Editorial: Rx for mental health care: Gillibrand plan to improve Medicaid is much needed to help people in distress

When the names of seriously mentally ill New Yorkers become known to 8 million others, it’s typically for the worst reasons: Either they’re victims of crimes or are accused of committing them. But those who struggle with schizophrenia, severe bipolar disorder and other serious psychological conditions, and who far too often fail to get the help they need, typically remain anonymous to the rest of us, neither culprits nor victims of crimes. Rather, they are victims of a mental health care system that’s endlessly bureaucratic and infuriatingly complex in all the wrong ways, generous on its face but stingy with care and pragmatic tough love when it matters most.

Enter Sen. Kirsten Gillibrand with federal legislation that aims to refresh the primary federal health care program for the poor, Medicaid, to deliver coordinated care to the indigent when they need it — which is to say, before they begin a free-fall that lands them in headlines, handcuffs, courts, jails, emergency rooms or body bags.

Her bill, introduced on the House side by freshman Rep. Dan Goldman with the support of Rep. Jerry Nadler and others, would create a new authority in Medicaid purpose-built to deliver services directly to people with serious mental illness. Those would include assertive community treatment, which aims to surround people in need with all the helping hands necessary to address their interlocking problems, from psychiatrists to social workers to nurses and more.

Too often today, those professionals don’t interact effectively, creating gaps through which patients fall; employment help, when that’s realistic and appropriate; housing-related services, to connect people to supportive housing; and much more.

**Data for analysis:**
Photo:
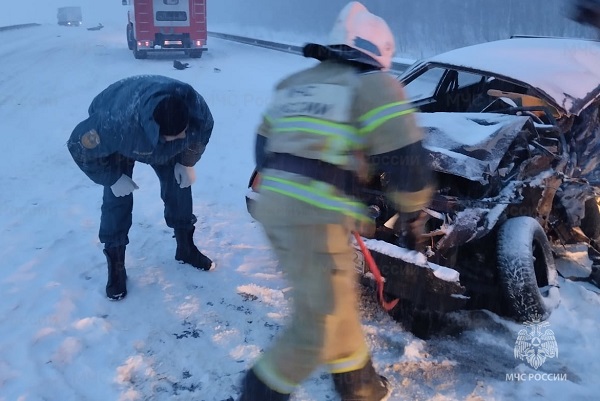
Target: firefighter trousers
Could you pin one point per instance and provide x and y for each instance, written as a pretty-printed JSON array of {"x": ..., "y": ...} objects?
[{"x": 325, "y": 327}]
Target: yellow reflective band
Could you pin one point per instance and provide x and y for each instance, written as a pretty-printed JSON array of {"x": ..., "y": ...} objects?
[
  {"x": 374, "y": 118},
  {"x": 349, "y": 364},
  {"x": 318, "y": 127},
  {"x": 315, "y": 195}
]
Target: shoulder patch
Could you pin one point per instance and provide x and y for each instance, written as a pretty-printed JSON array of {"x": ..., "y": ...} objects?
[{"x": 90, "y": 139}]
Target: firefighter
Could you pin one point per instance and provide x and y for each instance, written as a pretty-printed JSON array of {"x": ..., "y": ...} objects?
[
  {"x": 327, "y": 128},
  {"x": 150, "y": 119}
]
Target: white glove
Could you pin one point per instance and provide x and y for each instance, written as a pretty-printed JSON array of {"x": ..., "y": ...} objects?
[
  {"x": 124, "y": 186},
  {"x": 185, "y": 176}
]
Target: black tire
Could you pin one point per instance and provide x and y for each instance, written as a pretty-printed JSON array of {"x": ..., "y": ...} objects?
[
  {"x": 526, "y": 270},
  {"x": 139, "y": 54},
  {"x": 130, "y": 38},
  {"x": 590, "y": 225}
]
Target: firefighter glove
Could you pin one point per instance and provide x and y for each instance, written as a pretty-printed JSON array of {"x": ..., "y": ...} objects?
[
  {"x": 410, "y": 227},
  {"x": 124, "y": 186},
  {"x": 184, "y": 175}
]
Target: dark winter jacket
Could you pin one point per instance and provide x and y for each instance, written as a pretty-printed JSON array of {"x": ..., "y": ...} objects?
[{"x": 120, "y": 123}]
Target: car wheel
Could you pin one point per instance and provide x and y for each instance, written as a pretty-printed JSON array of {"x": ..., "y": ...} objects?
[
  {"x": 130, "y": 39},
  {"x": 590, "y": 225},
  {"x": 526, "y": 270}
]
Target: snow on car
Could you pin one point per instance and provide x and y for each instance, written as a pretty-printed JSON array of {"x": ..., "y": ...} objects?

**Problem 1:** List every outcome that the Medicaid editorial names as a place where the free-fall of people in need can land them.
**Problem 2:** In one to three sentences, explain why the Medicaid editorial describes seriously mentally ill New Yorkers who fail to get help as victims of the mental health care system.
**Problem 3:** Carry the Medicaid editorial forward from the point where it stops.

**Expected output 1:**
- Headlines
- Handcuffs
- Courts
- Jails
- Emergency rooms
- Body bags

**Expected output 2:** The editorial calls them victims because the system is endlessly bureaucratic and infuriatingly complex in all the wrong ways. It also says the system is generous on its face but stingy with care and pragmatic tough love when it matters most.

**Expected output 3:**
Gillibrand’s legislation would put money behind the good intentions, and set standards for states to deliver these services, to make sure that high-quality care follows federal funding.

This is not about New York. Wherever there are people, from America’s biggest city, to its tiniest rural outpost, it is needed.

This is by no means the only policy fix we owe people with serious mental illness, their often beleaguered families, and those who can become casualties should untreated problems turn someone violent. For years, advocates and enlightened legislative leaders have urged Washington to put an end to the pernicious IMD exclusion, a provision dating back to the creation of Medicaid that prohibits federal funds going to treatment facilities with more than 16 beds. It was a well-intended regulation designed to stop the warehousing of the mentally ill — but the outgrowth has been the broad disappearance of precisely the kinds of facilities that can deliver intensive services to people in crisis.

The United States is blessed with some of the world’s best mental health practitioners, its most caring and effective social workers, its most innovative treatments. It’s also a place where, due to gaps in care and a culture that confuses individual freedom with community neglect, too many of us in crying need have no consistent access to that network. It’s past time to stop pretending serious mental illness will vanish if it is ignored.

Only concerted care — well-designed, well-executed systems connecting people and institutions from the private and public sectors, and all layers of government, working with one another — can rescue desperate people from the demons in their heads.